(Dataset items)
----
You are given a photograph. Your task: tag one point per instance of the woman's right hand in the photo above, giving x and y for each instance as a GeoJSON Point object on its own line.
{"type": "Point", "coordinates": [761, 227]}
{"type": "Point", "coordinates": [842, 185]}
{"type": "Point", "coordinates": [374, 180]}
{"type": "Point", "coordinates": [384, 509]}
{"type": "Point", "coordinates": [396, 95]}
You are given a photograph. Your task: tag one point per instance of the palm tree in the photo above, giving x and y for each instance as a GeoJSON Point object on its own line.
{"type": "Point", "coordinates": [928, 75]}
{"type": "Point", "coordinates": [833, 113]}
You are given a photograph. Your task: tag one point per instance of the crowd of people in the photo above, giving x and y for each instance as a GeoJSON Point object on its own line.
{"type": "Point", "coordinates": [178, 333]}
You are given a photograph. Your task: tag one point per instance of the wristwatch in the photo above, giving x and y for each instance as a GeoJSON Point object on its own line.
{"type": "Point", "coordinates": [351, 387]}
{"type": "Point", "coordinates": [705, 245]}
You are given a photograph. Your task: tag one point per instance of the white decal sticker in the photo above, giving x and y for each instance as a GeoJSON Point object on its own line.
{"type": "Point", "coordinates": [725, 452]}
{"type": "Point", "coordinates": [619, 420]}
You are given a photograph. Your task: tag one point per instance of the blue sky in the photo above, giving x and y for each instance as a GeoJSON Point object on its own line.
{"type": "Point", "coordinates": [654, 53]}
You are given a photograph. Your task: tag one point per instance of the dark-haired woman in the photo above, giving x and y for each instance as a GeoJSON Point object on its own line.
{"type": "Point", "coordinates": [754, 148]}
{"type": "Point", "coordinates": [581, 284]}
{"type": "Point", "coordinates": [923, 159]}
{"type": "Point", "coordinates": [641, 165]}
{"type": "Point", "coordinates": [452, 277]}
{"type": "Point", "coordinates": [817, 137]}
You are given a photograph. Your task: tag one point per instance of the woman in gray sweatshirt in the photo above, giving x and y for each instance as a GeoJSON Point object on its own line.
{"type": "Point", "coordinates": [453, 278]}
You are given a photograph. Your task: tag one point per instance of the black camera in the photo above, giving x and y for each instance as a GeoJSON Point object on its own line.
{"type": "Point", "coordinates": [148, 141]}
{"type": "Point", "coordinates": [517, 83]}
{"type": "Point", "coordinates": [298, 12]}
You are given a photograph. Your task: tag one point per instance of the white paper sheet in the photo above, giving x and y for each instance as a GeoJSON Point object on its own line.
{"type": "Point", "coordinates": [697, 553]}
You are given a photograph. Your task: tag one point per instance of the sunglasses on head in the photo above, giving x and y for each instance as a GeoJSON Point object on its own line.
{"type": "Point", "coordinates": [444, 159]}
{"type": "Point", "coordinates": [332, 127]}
----
Go through the data above and repeat all of it exactly.

● **Task answer**:
You are given a photograph. Your task: tag one point per instance of the woman's right hand in the photo above, giving x and y for each instance as a GeoJSON Point object on its own line.
{"type": "Point", "coordinates": [761, 227]}
{"type": "Point", "coordinates": [842, 185]}
{"type": "Point", "coordinates": [374, 180]}
{"type": "Point", "coordinates": [384, 509]}
{"type": "Point", "coordinates": [396, 95]}
You are given a photograph. Your task: tag one point per instance of the palm tree in the photo above, giving x and y for each instance as a GeoJSON Point object on its own line.
{"type": "Point", "coordinates": [928, 75]}
{"type": "Point", "coordinates": [833, 113]}
You are given a photograph. Your task: tag one point per instance of the crowd of people in the photo above, giving x and y for each instance as a GeoJSON Point object on its own line.
{"type": "Point", "coordinates": [178, 333]}
You are given a photograph. Your task: tag one point per instance of the wristwatch in the photo above, giving x and y for each instance as a GeoJSON Point object on its own line.
{"type": "Point", "coordinates": [351, 387]}
{"type": "Point", "coordinates": [705, 245]}
You are given a photograph. Your task: tag one point per instance of the white decal sticker in the photo above, giving x and y for each instance as a GeoJSON Point object on its own line.
{"type": "Point", "coordinates": [725, 452]}
{"type": "Point", "coordinates": [619, 420]}
You are given a photograph. Your task: tag one point per instance of the blue sky in the photo above, giving x and y for each instance as a GeoJSON Point object on its own line.
{"type": "Point", "coordinates": [654, 53]}
You are given a photograph. Your task: tag one point per instance of the dark-haired woman in the photo above, giving x and y for each instance as a GeoJSON Point object on its own line.
{"type": "Point", "coordinates": [754, 148]}
{"type": "Point", "coordinates": [581, 284]}
{"type": "Point", "coordinates": [923, 159]}
{"type": "Point", "coordinates": [641, 165]}
{"type": "Point", "coordinates": [452, 277]}
{"type": "Point", "coordinates": [817, 137]}
You are given a photograph. Your task: tag one point per instance of the woman in gray sweatshirt in the photo above, giving x and y for each instance as a GeoJSON Point object on its own line.
{"type": "Point", "coordinates": [453, 278]}
You are given a photograph. Your task: tag one point per instance of the black camera in the photo above, giving x and y for each instance as a GeoJSON Point object on its own line.
{"type": "Point", "coordinates": [148, 141]}
{"type": "Point", "coordinates": [517, 83]}
{"type": "Point", "coordinates": [298, 12]}
You are given a photograph. Your task: tag one point per instance of the white paper sheet in the photo above, giving x and y for each instance as a GeoJSON Point object on its own line.
{"type": "Point", "coordinates": [697, 553]}
You are given a photograph. Your task: tag one point per instance of the sunglasses on head in the photo above, giving x and y for each instance as a GeoJSON Point object on its own line.
{"type": "Point", "coordinates": [444, 159]}
{"type": "Point", "coordinates": [332, 127]}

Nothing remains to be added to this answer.